What to do - Copy out every line of the material below without changing a word. Leave the pictures out of your copy.

Information given -
+===+

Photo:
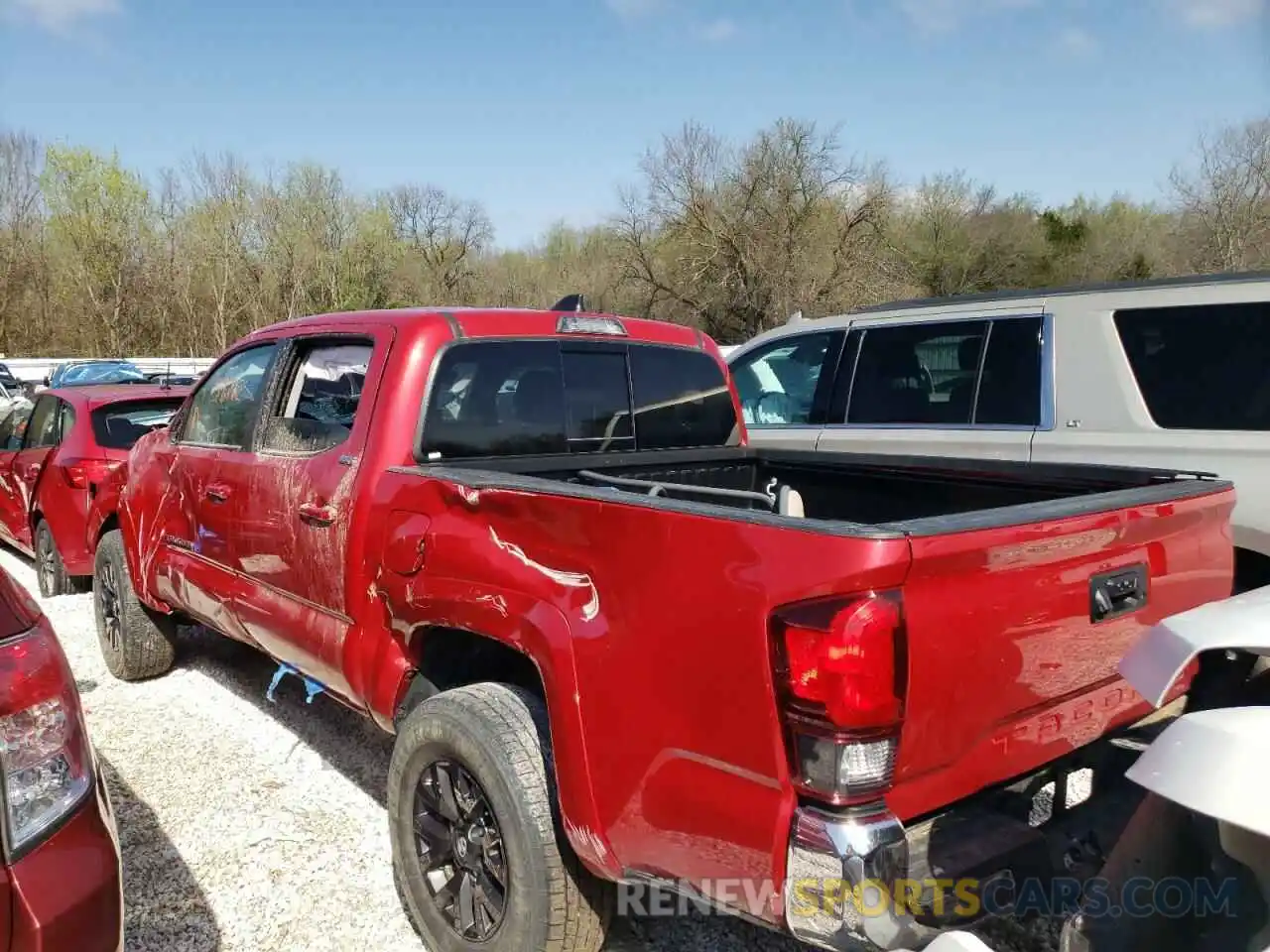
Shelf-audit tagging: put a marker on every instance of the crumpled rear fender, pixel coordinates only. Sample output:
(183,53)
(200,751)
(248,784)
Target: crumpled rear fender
(380,662)
(1160,656)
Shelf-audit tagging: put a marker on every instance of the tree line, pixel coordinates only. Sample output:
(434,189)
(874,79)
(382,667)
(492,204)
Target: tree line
(728,236)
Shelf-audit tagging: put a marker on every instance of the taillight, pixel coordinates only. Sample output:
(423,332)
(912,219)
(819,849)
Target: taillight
(80,474)
(45,758)
(839,675)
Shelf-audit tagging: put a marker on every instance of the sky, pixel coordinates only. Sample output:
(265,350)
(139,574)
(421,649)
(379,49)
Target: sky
(540,109)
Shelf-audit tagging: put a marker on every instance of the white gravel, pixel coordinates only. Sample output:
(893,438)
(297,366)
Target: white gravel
(249,826)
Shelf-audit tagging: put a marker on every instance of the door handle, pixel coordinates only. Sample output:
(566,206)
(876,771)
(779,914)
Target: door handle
(317,515)
(1118,593)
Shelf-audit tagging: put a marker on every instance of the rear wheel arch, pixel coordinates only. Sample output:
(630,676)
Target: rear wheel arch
(108,525)
(452,657)
(1251,570)
(445,657)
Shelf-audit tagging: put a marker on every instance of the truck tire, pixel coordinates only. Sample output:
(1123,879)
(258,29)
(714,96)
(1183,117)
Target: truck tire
(50,569)
(136,642)
(471,787)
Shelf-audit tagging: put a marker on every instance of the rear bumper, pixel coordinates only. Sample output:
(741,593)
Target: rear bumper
(861,879)
(67,892)
(837,866)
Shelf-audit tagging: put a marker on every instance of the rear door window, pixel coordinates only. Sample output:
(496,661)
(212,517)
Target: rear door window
(119,425)
(518,398)
(917,373)
(222,411)
(778,382)
(1201,367)
(320,398)
(42,428)
(1011,384)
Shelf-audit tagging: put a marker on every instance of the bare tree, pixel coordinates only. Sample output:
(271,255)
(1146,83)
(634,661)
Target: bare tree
(21,229)
(1224,199)
(740,236)
(443,234)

+===+

Answer below -
Photo:
Shelf-audit tagging: put a marker on every instance of the crumpled rear fender, pixel coordinates only. Sample output:
(183,53)
(200,751)
(248,784)
Target: crumpled rear fender
(380,662)
(1160,656)
Shelf-audit tagging: put a marker on every instance of the tree line, pixel coordinates only. Sample output:
(434,189)
(874,79)
(382,667)
(492,204)
Target: tree line
(728,236)
Shelf-audit tagging: put a marker on every instance of the taillight, pixel coordinates only. Sample output:
(423,332)
(912,219)
(819,849)
Target: taillight
(80,474)
(45,758)
(839,675)
Shelf-audit tagging: put a marker on every instance of the sky, pixel coordinates only. Sample output:
(265,350)
(139,574)
(421,649)
(379,49)
Target: sky
(540,109)
Shelf-audit tagging: put a marker on every instance of the white gravel, pixel coordinates only. Sample output:
(893,438)
(297,366)
Target: white gravel
(249,826)
Shelf-audit tagging: put a marker on every instance of the door handle, pixel coordinates only. Sample output:
(566,206)
(876,771)
(779,914)
Target: door handle
(317,515)
(1118,593)
Shelf-audit tagging: put a marker on every instance of the rear wheel arch, pixel coordinates only. Sample output:
(630,676)
Target: rear wheel arch
(108,525)
(452,657)
(1251,570)
(445,657)
Shelf-audit tagging: put a marker on every instance of the truck tire, pixel coordinates only. Sample output:
(1123,879)
(258,29)
(714,96)
(1183,117)
Target: truck tire
(50,569)
(136,642)
(471,787)
Shelf-audit tagging: put a marker on every instance of the rear bumper, pixel coordinates only. Sample output:
(741,593)
Target: rear bumper
(861,879)
(67,892)
(837,866)
Shelf-audit tagging: put a marker on every instance of the rear door window, pixel coordinates only. Sample output:
(496,661)
(212,517)
Target: rear door window
(119,425)
(518,398)
(917,373)
(222,411)
(778,382)
(1201,367)
(320,398)
(42,428)
(1011,384)
Shelf-audit tagging: put a marker on every instance of the bare tree, pixel coordinates only. Sample output:
(271,255)
(1146,83)
(634,661)
Target: bare tree
(21,229)
(1224,199)
(740,236)
(443,234)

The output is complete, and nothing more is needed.